* [TASK MATERIAL]:
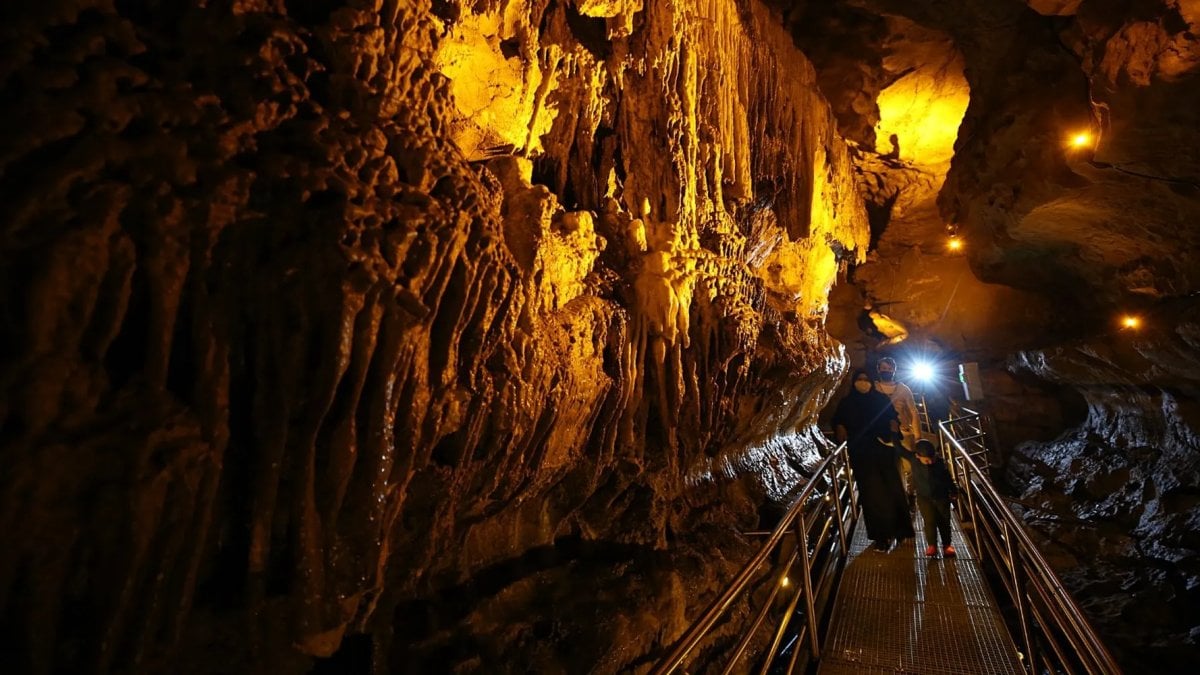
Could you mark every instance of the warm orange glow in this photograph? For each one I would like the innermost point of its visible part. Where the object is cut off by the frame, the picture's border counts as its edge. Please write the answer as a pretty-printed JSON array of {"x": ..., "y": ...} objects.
--
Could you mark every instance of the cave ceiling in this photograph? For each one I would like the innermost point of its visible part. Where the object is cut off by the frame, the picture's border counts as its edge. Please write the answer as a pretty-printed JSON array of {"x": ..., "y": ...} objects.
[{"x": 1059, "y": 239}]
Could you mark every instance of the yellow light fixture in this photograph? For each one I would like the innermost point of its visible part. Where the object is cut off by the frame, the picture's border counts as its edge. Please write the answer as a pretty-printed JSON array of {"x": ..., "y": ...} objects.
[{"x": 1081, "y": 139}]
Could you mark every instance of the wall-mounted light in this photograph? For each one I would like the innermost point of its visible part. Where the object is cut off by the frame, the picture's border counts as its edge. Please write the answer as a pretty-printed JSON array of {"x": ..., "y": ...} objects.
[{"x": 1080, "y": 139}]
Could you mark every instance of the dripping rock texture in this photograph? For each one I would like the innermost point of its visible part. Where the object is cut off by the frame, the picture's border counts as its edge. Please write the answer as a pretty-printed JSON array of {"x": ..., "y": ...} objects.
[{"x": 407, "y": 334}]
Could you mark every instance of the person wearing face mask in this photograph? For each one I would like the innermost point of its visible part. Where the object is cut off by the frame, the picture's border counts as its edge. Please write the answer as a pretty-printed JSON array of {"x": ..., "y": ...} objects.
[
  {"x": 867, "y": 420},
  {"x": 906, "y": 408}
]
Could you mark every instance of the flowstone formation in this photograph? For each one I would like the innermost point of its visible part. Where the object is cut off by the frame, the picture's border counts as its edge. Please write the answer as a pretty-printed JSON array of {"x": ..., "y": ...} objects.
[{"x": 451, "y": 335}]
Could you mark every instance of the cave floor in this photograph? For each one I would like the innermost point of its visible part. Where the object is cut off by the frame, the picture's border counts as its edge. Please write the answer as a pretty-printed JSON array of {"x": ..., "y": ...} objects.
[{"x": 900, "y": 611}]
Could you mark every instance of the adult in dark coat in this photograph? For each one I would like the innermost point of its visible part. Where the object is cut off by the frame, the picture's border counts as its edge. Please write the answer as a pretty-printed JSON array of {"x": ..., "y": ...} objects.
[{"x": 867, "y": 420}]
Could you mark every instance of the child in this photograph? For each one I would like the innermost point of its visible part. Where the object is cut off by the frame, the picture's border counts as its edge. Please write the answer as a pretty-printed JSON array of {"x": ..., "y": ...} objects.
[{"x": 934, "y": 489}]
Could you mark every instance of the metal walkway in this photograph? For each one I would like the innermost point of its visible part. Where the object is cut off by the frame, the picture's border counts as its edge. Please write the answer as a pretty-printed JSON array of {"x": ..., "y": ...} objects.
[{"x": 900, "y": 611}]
--
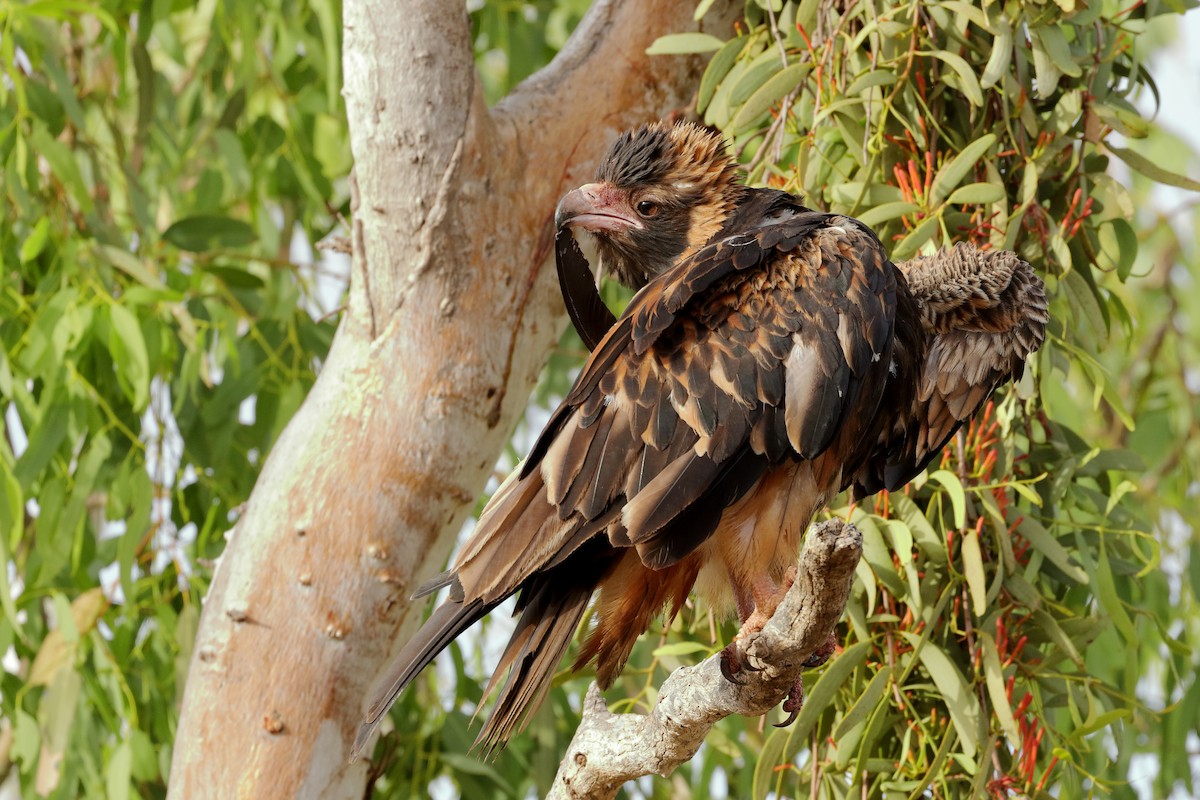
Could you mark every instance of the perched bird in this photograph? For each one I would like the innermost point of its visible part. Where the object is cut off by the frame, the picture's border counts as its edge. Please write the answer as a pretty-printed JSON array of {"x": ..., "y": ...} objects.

* [TASK OBJECTIVE]:
Pull out each line of the data above that contains the string "wall", and match it case-sensitively.

* [EXERCISE OUTPUT]:
Could you mark every instance of the wall-mounted light in this photograph? For each one I would like the innermost point of its visible part. Where the object is cut off by the frame, the picture's border counts as its edge. Please write the answer as a pretty-printed JSON array of {"x": ..., "y": ...} objects.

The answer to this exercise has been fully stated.